▸ **Exercise**: Copy out the May projects update word for word, in full.

▸ **Document extract**:

####

May Projects Update!

Wow, time really does fly. It's been a busy May and it doesn't look like there's any letting up. Here's the run-down of what I've been up to comics wise and what's coming up!

  • As announced earlier this month, Over, the online graphic novel I've been working on since the beginning of the year, will debut this coming Monday, June 1. Over is a romantic comedy about the ridiculous lengths creative people sometimes go to get over a bad breakup.
  • Since I've committed to an aggressive three-times a week (Monday-Wednesday-Friday) update schedule, I've been hard at work on pages this month so that I can maintain that schedule. Once I knock out a page tomorrow, I will have hit my target of having at least 7 weeks' worth of content finished prior to "going live."
  • Speaking of going live, I've also been hard at work at polishing the Over website. The url is www.overcomic.com. I'll be putting the finishing touches on it this weekend, adding a few "cold open" pages of content, and then kicking off the comic with the first page on Monday. Hope you'll check it out.

ICE: Interrogation Control Element
  • Still no word from Zuda whether ICE does or does not "meet their editorial needs at this time." Technically, they still have about 37 days to make a decision, according to their policies and procedures, however if I haven't heard from them by the 20th of next month, experience has shown me that it's going to be a pass.

####

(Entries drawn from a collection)

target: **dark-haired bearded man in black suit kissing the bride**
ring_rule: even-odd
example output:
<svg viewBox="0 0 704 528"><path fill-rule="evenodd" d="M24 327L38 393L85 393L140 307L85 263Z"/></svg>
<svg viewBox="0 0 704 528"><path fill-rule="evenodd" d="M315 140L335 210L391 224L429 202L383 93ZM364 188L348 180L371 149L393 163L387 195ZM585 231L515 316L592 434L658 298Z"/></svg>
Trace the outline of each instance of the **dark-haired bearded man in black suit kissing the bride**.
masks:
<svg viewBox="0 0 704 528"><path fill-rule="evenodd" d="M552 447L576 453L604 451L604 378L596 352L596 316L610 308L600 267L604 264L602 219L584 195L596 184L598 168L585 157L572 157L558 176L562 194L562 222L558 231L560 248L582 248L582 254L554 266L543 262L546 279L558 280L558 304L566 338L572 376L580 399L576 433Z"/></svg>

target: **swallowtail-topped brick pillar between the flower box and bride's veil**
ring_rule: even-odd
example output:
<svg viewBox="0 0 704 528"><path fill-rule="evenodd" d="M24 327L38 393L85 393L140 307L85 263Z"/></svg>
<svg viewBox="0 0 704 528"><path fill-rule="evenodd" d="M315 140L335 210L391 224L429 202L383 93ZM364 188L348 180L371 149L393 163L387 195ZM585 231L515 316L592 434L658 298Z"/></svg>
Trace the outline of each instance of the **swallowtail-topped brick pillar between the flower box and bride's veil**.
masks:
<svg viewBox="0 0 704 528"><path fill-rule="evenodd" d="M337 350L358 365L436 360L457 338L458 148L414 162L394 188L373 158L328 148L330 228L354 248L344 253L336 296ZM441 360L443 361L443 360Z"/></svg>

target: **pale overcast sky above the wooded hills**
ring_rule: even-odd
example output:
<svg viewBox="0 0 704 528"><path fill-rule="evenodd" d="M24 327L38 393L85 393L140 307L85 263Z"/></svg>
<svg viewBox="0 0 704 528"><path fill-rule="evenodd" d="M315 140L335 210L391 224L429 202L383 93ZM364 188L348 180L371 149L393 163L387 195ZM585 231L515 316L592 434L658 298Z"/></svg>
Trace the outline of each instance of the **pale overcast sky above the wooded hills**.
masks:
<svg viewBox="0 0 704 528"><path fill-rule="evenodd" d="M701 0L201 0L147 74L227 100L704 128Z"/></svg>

####

▸ **Final answer**:
May Projects Update!

Wow, time really does fly. It's been a busy May and it doesn't look like there's any letting up. Here's the run-down of what I've been up to comics wise and what's coming up!

  • As announced earlier this month, Over, the online graphic novel I've been working on since the beginning of the year, will debut this coming Monday, June 1. Over is a romantic comedy about the ridiculous lengths creative people sometimes go to get over a bad breakup.
  • Since I've committed to an aggressive three-times a week (Monday-Wednesday-Friday) update schedule, I've been hard at work on pages this month so that I can maintain that schedule. Once I knock out a page tomorrow, I will have hit my target of having at least 7 weeks' worth of content finished prior to "going live."
  • Speaking of going live, I've also been hard at work at polishing the Over website. The url is www.overcomic.com. I'll be putting the finishing touches on it this weekend, adding a few "cold open" pages of content, and then kicking off the comic with the first page on Monday. Hope you'll check it out.

ICE: Interrogation Control Element
  • Still no word from Zuda whether ICE does or does not "meet their editorial needs at this time." Technically, they still have about 37 days to make a decision, according to their policies and procedures, however if I haven't heard from them by the 20th of next month, experience has shown me that it's going to be a pass.